Open MPI logo

Open MPI Development Mailing List Archives

  |   Home   |   Support   |   FAQ   |   all Development mailing list

Subject: Re: [OMPI devel] barrier problem
From: Pavel Mezentsev (pavel.mezentsev_at_[hidden])
Date: 2012-03-28 06:37:35


I took the best result from each version, that's why different algotithm
numbers were chosen.

I've studied the matter a bit further and here's what I got:
with openmpi 1.5.4 these are the average times:
/opt/openmpi-1.5.4/intel12/bin/mpirun -x OMP_NUM_THREADS=1 -hostfile
hosts_all2all_4 -npernode 32 --mca btl openib,sm,self -mca
coll_tuned_use_dynamic_rules 1 -mca coll_tuned_barrier_algorithm $i -np 128
openmpi-1.5.4/intel12/IMB-MPI1 -off_cache 16,64 -msglog 1:16 -npmin 128
barrier
0 - 71.78
3 - 69.39
6 - 69.05

If I pin the processes with the following script:
#!/bin/bash

s=$(($OMPI_COMM_WORLD_NODE_RANK))

numactl --physcpubind=$((s)) --localalloc openmpi-1.5.4/intel12/IMB-MPI1
-off_cache 16,64 -msglog 1:16 -npmin 128 barrier
then the results improve:
0 - 51.96
3 - 52.39
6 - 28.64

On openmpi-1.5.5rc3 without any binding the results are awful (14964.15 is
the best)
If I use the '--bind-to-core' flag then the results are almost the same as
in 1.5.4 with binding script:
0 - 52.85
3 - 52.69
6 - 23.34

So almost everything seems to work fine now. The only problem left is that
algorithm number 5 hangs

2012/3/28 Jeffrey Squyres <jsquyres_at_[hidden]>

> FWIW:
>
> 1. There were definitely some issues with binding to cores and process
> layouts on Opterons that should be fixed in the 1.5.5 that was finally
> released today.
>
> 2. It is strange that the performance of barrier is so much different
> between 1.5.4 and 1.5.5. Is there a reason you were choosing different
> algorithm numbers between the two? (one of your command lines had
> "coll_tuned_barrier_algorithm 1", the other had
> "coll_tuned_barrier_algorithm 3").
>
>
> On Mar 23, 2012, at 10:11 AM, Shamis, Pavel wrote:
>
> > Pavel,
> >
> > Mvapich implements multicore optimized collectives, which perform
> substantially better than default algorithms.

Data shown:
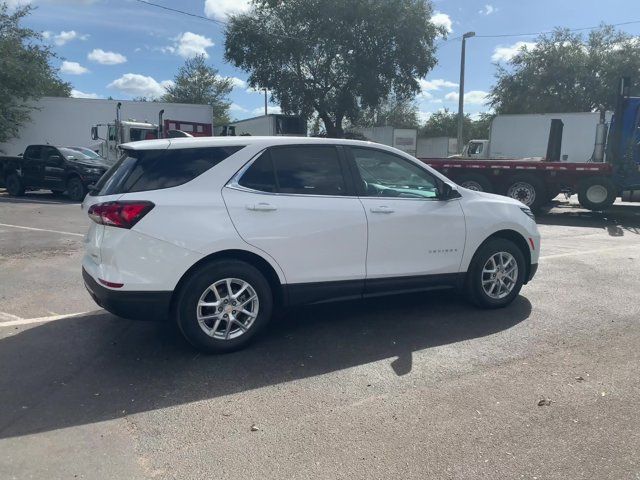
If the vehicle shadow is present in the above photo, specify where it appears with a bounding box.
[0,292,531,438]
[536,203,640,237]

Given instruction A:
Say whether each statement agrees with the mailing-list thread on the barrier problem. Answer yes or no, and quote the deciding words of the thread. (i) With Open MPI 1.5.4 and the pinning script, barrier algorithm 6 averaged 28.64. (ii) On openmpi-1.5.5rc3 without any binding, the results came close to those of 1.5.4. (iii) Barrier algorithm number 5 hangs.
Given instruction B:
Write the next part of the mailing-list thread on the barrier problem, starting after its final sentence.

Exercise answer A:
(i) Yes: "6 - 28.64"
(ii) No: "On openmpi-1.5.5rc3 without any binding the results are awful (14964.15 is the best)"
(iii) Yes: "The only problem left is that algorithm number 5 hangs"

Exercise answer B:
> > FYI, ORNL team works on new high performance collectives framework for
> OMPI. The framework provides significant boost in collectives performance.
> >
> > Regards,
> >
> > Pavel (Pasha) Shamis
> > ---
> > Application Performance Tools Group
> > Computer Science and Math Division
> > Oak Ridge National Laboratory
> >
> >
> >
> >
> >
> >
> > On Mar 23, 2012, at 9:17 AM, Pavel Mezentsev wrote:
> >
> > I've been comparing 1.5.4 and 1.5.5rc3 with the same parameters that's
> why I didn't use --bind-to-core. I checked and the usage of --bind-to-core
> improved the result comparing to 1.5.4:
> > #repetitions t_min[usec] t_max[usec] t_avg[usec]
> > 1000 84.96 85.08 85.02
> >
> > So I guess with 1.5.5 the processes move from core to core within node
> even though I use all cores, right? Then why 1.5.4 behaves differently?
> >
> > I need --bind-to-core in some cases and that's why I need 1.5.5rc3
> instead of more stable 1.5.4. I know that I can use numactl explicitly but
> --bind-to-core is more convinient :)
> >
> > 2012/3/23 Ralph Castain <rhc_at_[hidden]<mailto:rhc_at_[hidden]>>
> > I don't see where you told OMPI to --bind-to-core. We don't
> automatically bind, so you have to explicitly tell us to do so.
> >
> > On Mar 23, 2012, at 6:20 AM, Pavel Mezentsev wrote:
> >
> >> Hello
> >>
> >> I'm doing some testing with IMB and dicovered a strange thing:
> >>
> >> Since I have a system with new AMD opteron 6276 processors I'm using
> 1.5.5rc3 since it supports binding to cores.
> >>
> >> But when I run the barrier test form intel mpi benchmarks, the best I
> get is:
> >> #repetitions t_min[usec] t_max[usec] t_avg[usec]
> >> 598 15159.56 15211.05 15184.70
> >> (/opt/openmpi-1.5.5rc3/intel12/bin/mpirun -x OMP_NUM_THREADS=1
> -hostfile hosts_all2all_2 -npernode 32 --mca btl openib,sm,self -mca
> coll_tuned_use_dynamic_rules 1 -mca coll_tuned_barrier_algorithm 1 -np 256
> openmpi-1.5.5rc3/intel12/IMB-MPI1 -off_cache 16,64 -msglog 1:16 -npmin 256
> barrier)
> >>
> >> And with openmpi 1.5.4 the result is much better:
> >> #repetitions t_min[usec] t_max[usec] t_avg[usec]
> >> 1000 113.23 113.33 113.28
> >>
> >> (/opt/openmpi-1.5.4/intel12/bin/mpirun -x OMP_NUM_THREADS=1 -hostfile
> hosts_all2all_2 -npernode 32 --mca btl openib,sm,self -mca
> coll_tuned_use_dynamic_rules 1 -mca coll_tuned_barrier_algorithm 3 -np 256
> openmpi-1.5.4/intel12/IMB-MPI1 -off_cache 16,64 -msglog 1:16 -npmin 256
> barrier)
> >>
> >> and still I couldn't come close to the result I got with mvapich:
> >> #repetitions t_min[usec] t_max[usec] t_avg[usec]
> >> 1000 17.51 17.53 17.53
> >>
> >> (/opt/mvapich2-1.8/intel12/bin/mpiexec.hydra -env OMP_NUM_THREADS 1
> -hostfile hosts_all2all_2 -np 256 mvapich2-1.8/intel12/IMB-MPI1 -mem 2
> -off_cache 16,64 -msglog 1:16 -npmin 256 barrier)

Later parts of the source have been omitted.